Life Zones: Equator – Tropical
In the Zone
The Rocky Mountains, due to their altitude, are not hospitable to Tropical plants, so this presentation has slides of plants in the Tropical Zone that are ubiquitous in the Rocky Mountain states and show up in nearly every zone.
Lantana is a beautiful sun-loving plant that thrives in full sun. Its flowers range from shades of yellow, red, pink, purple and white. Its wide dark green foliage helps to create a lovely contrast to the cluster of colorful flowers. There are both upright and trailing varieties of Lantana.
Native to Central and South America, the flower has become fully adapted as a perennial evergreen in the Tropic Zone. It cannot tolerate frost, so it is mostly found in truly equator-like climates.
Thistles of some sort are found in all of the Life Zones of the Rockies and below. They appear in every state in our country and around North America. Above Timberline they take on grotesque shapes.
++++++++
DIRECTIONS
What do you get if you copy everything in the life zones passage from "Life Zones: Equator" down to "nearly every zone."? The lines that come next are separate material and have no connection to the life zones passage.

GIVEN INFORMATION
++++++++
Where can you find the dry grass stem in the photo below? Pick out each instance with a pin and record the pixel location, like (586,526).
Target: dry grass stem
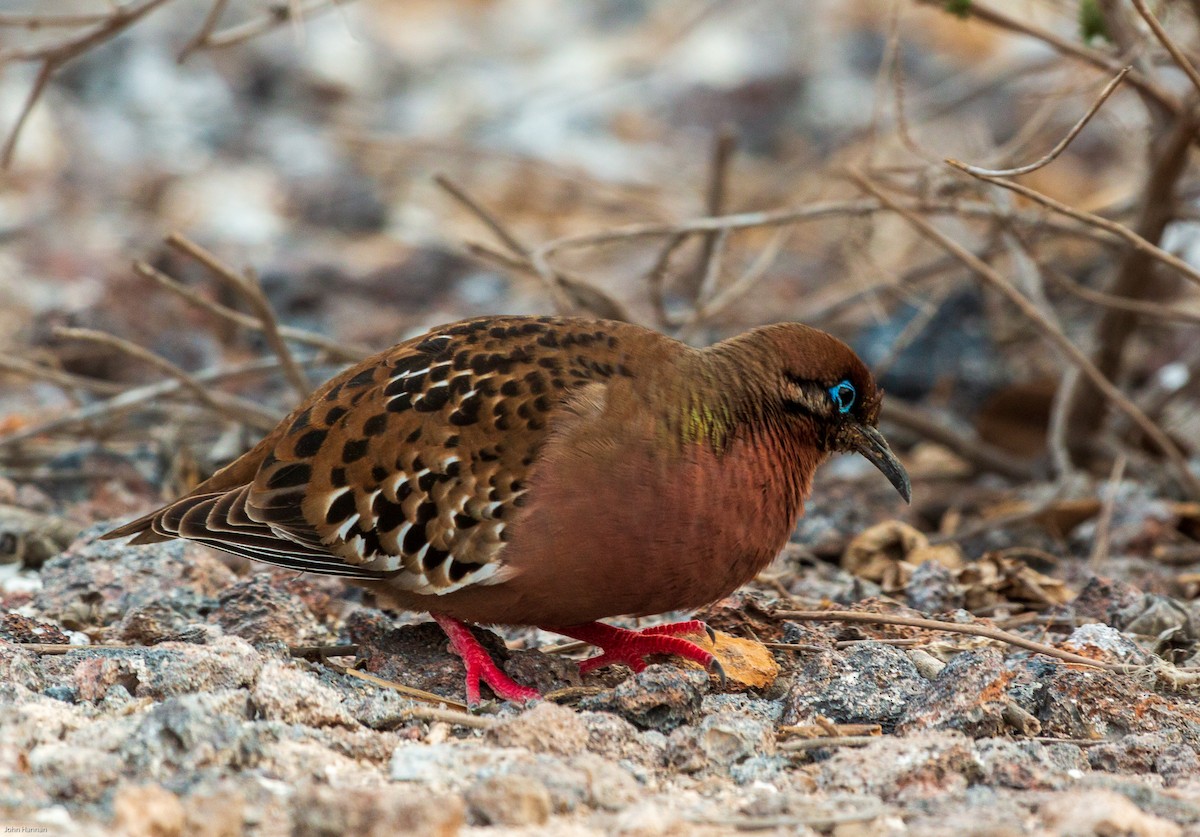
++++++++
RESPONSE TO THIS TASK
Life Zones: Equator – Tropical
In the Zone
The Rocky Mountains, due to their altitude, are not hospitable to Tropical plants, so this presentation has slides of plants in the Tropical Zone that are ubiquitous in the Rocky Mountain states and show up in nearly every zone.